If you’re like me, you learned early in life that the stakes are very high on these matters. “All Scripture is God-breathed,” after all. That means the Bible is always right. It is, as a matter of fact, impossible for the Bible to be wrong about anything.

That’s a fine position, but it is increasingly criticized. The doctrine of inerrancy—the belief that the Bible contains no mistakes—has fallen on hard times. Those times began quite a while ago. Certainly, they were thick in the air when Thomas Jefferson took scissors to the New Testament and came up with a document without miracles. Even today, any student of the Bible and most people who’ve taken a religion class at a secular college, can tell you that belief in the Bible’s inerrancy is unfashionable—out-of-date at best or downright dangerous at worst. And our generation is beginning to challenge it in ever greater numbers according to a recent Barna survey.

What does it mean to confess that the Bible contains God’s truth when we are well aware that there are things in the Bible it is hard for us to make sense of? Let’s consider this question from three angles.

First, we should keep in mind that we’re not the first to ask this question. Origen, for example, a 3rd-century Christian and one of the greatest biblical interpreters of the early Church, flat-out denied that the book of Joshua recorded actual history. “Why would God command His people to commit genocide?” he asked. Finding no satisfactory answer, he resolved that the conquest stories in Joshua are allegories of how we battle the temptations we face.

Record excerpts:
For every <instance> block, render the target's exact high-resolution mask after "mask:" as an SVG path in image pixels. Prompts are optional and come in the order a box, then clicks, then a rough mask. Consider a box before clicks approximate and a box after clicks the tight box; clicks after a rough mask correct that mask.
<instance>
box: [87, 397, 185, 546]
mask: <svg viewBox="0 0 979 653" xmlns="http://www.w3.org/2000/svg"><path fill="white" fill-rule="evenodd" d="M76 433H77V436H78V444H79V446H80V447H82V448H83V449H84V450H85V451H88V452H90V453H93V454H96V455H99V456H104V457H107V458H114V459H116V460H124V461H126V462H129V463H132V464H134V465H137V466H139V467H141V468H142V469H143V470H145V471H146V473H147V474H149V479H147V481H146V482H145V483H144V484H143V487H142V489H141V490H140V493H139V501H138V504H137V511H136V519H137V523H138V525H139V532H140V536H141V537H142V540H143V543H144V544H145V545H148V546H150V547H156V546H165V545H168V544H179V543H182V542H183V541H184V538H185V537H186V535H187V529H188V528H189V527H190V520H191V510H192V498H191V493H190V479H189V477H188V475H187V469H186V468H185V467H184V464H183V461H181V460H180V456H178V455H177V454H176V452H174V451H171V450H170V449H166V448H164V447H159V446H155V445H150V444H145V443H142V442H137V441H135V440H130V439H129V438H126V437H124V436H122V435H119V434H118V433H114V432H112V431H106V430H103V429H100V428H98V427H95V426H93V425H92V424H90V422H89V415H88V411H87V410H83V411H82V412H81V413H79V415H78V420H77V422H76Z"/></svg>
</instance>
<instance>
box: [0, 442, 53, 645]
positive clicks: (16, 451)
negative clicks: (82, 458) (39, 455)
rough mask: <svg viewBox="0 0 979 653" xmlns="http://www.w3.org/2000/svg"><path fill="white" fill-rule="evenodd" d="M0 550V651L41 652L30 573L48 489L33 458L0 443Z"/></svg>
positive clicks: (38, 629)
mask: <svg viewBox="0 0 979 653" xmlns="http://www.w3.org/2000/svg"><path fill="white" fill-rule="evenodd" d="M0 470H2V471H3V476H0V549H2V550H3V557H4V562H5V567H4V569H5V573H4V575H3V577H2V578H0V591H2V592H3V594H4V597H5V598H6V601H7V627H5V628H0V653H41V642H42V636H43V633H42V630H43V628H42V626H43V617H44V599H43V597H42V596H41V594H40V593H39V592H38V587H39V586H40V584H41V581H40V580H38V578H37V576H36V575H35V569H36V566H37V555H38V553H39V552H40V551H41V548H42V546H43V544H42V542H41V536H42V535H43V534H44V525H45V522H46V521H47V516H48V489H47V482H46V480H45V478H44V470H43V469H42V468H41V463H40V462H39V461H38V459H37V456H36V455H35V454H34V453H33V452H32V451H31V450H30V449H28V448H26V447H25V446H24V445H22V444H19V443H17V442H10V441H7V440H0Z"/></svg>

Directions:
• A. Translate this sentence from the passage on biblical inerrancy into Spanish: "The doctrine of inerrancy—the belief that the Bible contains no mistakes—has fallen on hard times."
• B. Quote the passage on biblical inerrancy word for word, starting at the words "That’s a fine" and ending after "recent Barna survey.".
• C. Write the next part of the passage on biblical inerrancy, picking up after its final sentence.

Response list:
• A. La doctrina de la inerrancia —la creencia de que la Biblia no contiene errores— atraviesa tiempos difíciles.

• B.
That’s a fine position, but it is increasingly criticized. The doctrine of inerrancy—the belief that the Bible contains no mistakes—has fallen on hard times. Those times began quite a while ago. Certainly, they were thick in the air when Thomas Jefferson took scissors to the New Testament and came up with a document without miracles. Even today, any student of the Bible and most people who’ve taken a religion class at a secular college, can tell you that belief in the Bible’s inerrancy is unfashionable—out-of-date at best or downright dangerous at worst. And our generation is beginning to challenge it in ever greater numbers according to a recent Barna survey.

• C.
Origen was a careful reader of the Bible. He wrestled with Scripture and tried hard to apply it to the world and the reality he knew. His conclusions were not always right. (Certain beliefs of his—unrelated to Joshua—were even deemed heresy after his death.) But his struggle was born of his deep faith and commitment to keep reading the Bible even as he labored to make sense of it.

As I reflect on the statements in Scripture that are difficult to reconcile with one another and or with the world I live in, I’ve found helpful the fact Christianity has a long tradition of faith seeking understanding. We don’t possess faith at the expense of critical thinking, or vice versa. This means we have to be confident and humble at the same time—not using inerrancy as a bludgeon in order to beat others into agreement with us, nor shouting “inerrancy” as if it is home-base in a game and thus gets us out of acknowledging difficulties.

Second, we have to accept that the Bible is not what we want it to be. One way this works out is explained well by bishop and scholar N.T. Wright. He points out that we have to be careful with the word “literal,” as in, when we claim to be committed to the literal truth of the Bible.

When this became an important word in our understanding of Scripture, “literal” meant, “what the writer intended.” Wright points out that we sometimes confuse this with another definition, that is, “literal” can be understood to mean, “it happened exactly this way.” There’s an important difference between those two meanings.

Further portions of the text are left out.